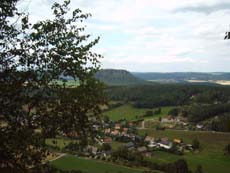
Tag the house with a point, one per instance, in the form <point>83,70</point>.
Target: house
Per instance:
<point>125,130</point>
<point>124,134</point>
<point>107,131</point>
<point>164,139</point>
<point>107,140</point>
<point>96,127</point>
<point>142,149</point>
<point>152,145</point>
<point>166,145</point>
<point>129,145</point>
<point>117,126</point>
<point>177,141</point>
<point>149,139</point>
<point>107,153</point>
<point>72,134</point>
<point>130,124</point>
<point>115,132</point>
<point>147,154</point>
<point>92,149</point>
<point>199,126</point>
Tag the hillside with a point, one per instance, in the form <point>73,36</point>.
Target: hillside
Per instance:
<point>118,77</point>
<point>182,76</point>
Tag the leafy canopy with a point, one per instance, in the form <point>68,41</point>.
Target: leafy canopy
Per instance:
<point>33,106</point>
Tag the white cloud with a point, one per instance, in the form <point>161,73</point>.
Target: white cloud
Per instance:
<point>138,33</point>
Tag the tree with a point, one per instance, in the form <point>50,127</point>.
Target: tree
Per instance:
<point>199,169</point>
<point>181,166</point>
<point>148,114</point>
<point>173,112</point>
<point>33,105</point>
<point>106,147</point>
<point>227,149</point>
<point>196,144</point>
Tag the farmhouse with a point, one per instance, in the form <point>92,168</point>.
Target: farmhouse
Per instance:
<point>177,141</point>
<point>117,126</point>
<point>142,149</point>
<point>107,140</point>
<point>115,132</point>
<point>107,131</point>
<point>129,145</point>
<point>164,143</point>
<point>149,139</point>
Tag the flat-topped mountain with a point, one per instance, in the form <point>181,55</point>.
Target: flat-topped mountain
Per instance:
<point>118,77</point>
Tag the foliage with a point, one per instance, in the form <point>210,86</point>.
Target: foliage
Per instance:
<point>222,123</point>
<point>195,144</point>
<point>106,147</point>
<point>158,95</point>
<point>174,112</point>
<point>148,113</point>
<point>227,149</point>
<point>199,169</point>
<point>199,112</point>
<point>33,105</point>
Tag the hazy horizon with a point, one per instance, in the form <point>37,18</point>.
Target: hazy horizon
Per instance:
<point>150,35</point>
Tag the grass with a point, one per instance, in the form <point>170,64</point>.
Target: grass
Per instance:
<point>129,112</point>
<point>69,83</point>
<point>70,162</point>
<point>211,156</point>
<point>59,142</point>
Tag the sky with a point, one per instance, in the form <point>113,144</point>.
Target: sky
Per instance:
<point>153,35</point>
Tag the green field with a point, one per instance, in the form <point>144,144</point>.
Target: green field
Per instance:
<point>71,162</point>
<point>211,156</point>
<point>69,83</point>
<point>59,142</point>
<point>129,112</point>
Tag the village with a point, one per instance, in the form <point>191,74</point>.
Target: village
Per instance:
<point>125,135</point>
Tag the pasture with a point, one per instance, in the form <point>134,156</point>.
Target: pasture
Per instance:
<point>129,112</point>
<point>211,156</point>
<point>70,162</point>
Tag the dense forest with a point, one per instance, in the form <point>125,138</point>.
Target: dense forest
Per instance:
<point>196,102</point>
<point>150,96</point>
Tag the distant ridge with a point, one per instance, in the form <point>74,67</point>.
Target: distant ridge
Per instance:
<point>118,77</point>
<point>183,76</point>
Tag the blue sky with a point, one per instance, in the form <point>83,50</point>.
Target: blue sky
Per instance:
<point>154,35</point>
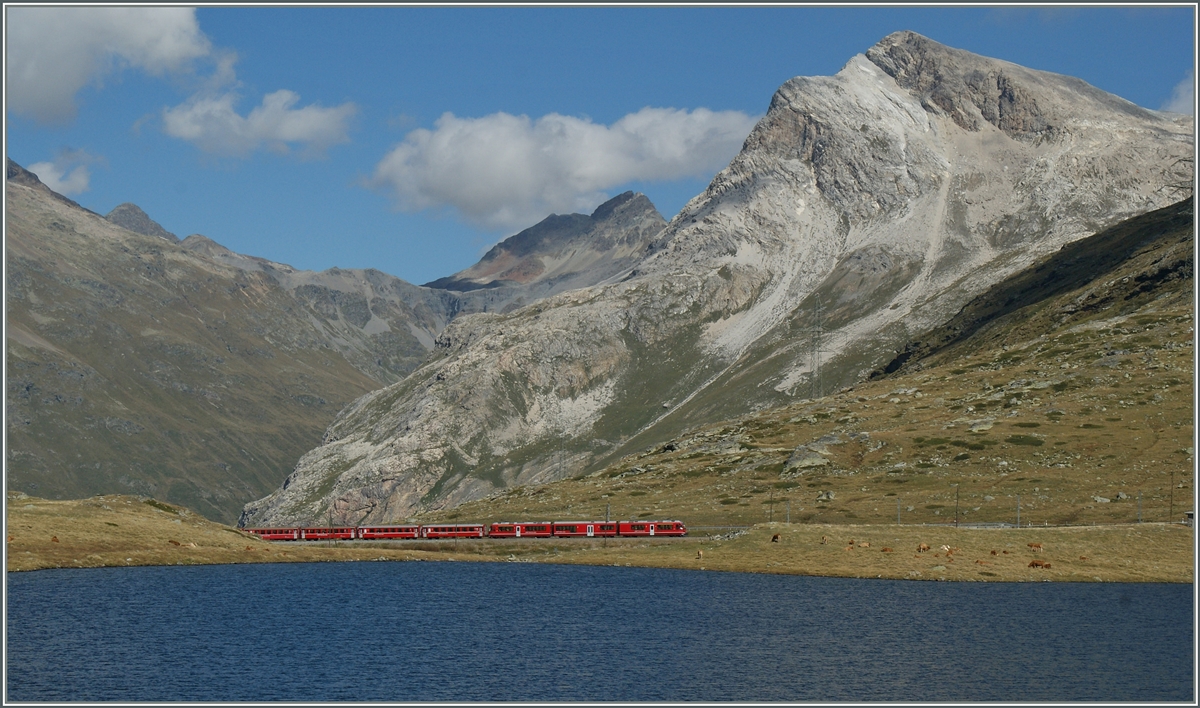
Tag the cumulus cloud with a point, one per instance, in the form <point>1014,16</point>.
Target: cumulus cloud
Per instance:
<point>54,52</point>
<point>51,53</point>
<point>67,174</point>
<point>211,124</point>
<point>1183,96</point>
<point>505,172</point>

================================

§ DESCRIPTION OF THE TASK
Rescale the records from the start through the line containing "<point>150,35</point>", including both of those lines. Repeat every line, requests included. Multiply each point coordinate in the answers by 0.45 and round to a whole number, with halves rounded up. Leave the requests and their sample points unchanged, and leave the pictures out.

§ CORRECT RESULT
Tag the house with a point, one per instance, in the form <point>83,70</point>.
Target: house
Per instance:
<point>56,59</point>
<point>56,60</point>
<point>48,59</point>
<point>74,63</point>
<point>48,63</point>
<point>43,57</point>
<point>64,67</point>
<point>68,65</point>
<point>75,65</point>
<point>58,65</point>
<point>53,57</point>
<point>80,63</point>
<point>67,63</point>
<point>48,69</point>
<point>32,60</point>
<point>59,56</point>
<point>52,59</point>
<point>66,69</point>
<point>41,67</point>
<point>90,57</point>
Tag the hillside with a point, one per instance, in the form <point>73,36</point>.
Target: hillside
Per instance:
<point>53,35</point>
<point>82,34</point>
Tag the leafy canopy with a point, one per instance, in the form <point>68,41</point>.
Target: leafy canopy
Per instance:
<point>15,48</point>
Tag the white cloud with a point, one per instance, in the form <point>161,73</point>.
Target: white cloud
Per instance:
<point>62,15</point>
Tag the tree with a point, one per instance, in the form <point>50,127</point>.
Target: tree
Per instance:
<point>90,76</point>
<point>81,75</point>
<point>67,51</point>
<point>78,50</point>
<point>15,47</point>
<point>48,66</point>
<point>102,67</point>
<point>88,65</point>
Tag the farmhouse with a point, one per instance, in the form <point>92,168</point>.
Target: farmhouse
Per instance:
<point>80,63</point>
<point>53,57</point>
<point>64,67</point>
<point>48,63</point>
<point>52,59</point>
<point>48,59</point>
<point>58,65</point>
<point>74,64</point>
<point>67,63</point>
Tag the flat-topped mountain with a point, one per instance, in the form <point>181,55</point>.
Target: flat-topped mountain
Per instance:
<point>53,35</point>
Tag the foliage with a point, one per instance, in the form <point>210,86</point>.
Target: foliage
Per instance:
<point>100,55</point>
<point>88,65</point>
<point>48,66</point>
<point>71,43</point>
<point>78,50</point>
<point>67,51</point>
<point>102,67</point>
<point>90,76</point>
<point>90,50</point>
<point>15,47</point>
Tag the hazy horizon with a point, one per instance, in the form <point>37,18</point>.
Target: hazy horizon
Per instance:
<point>68,16</point>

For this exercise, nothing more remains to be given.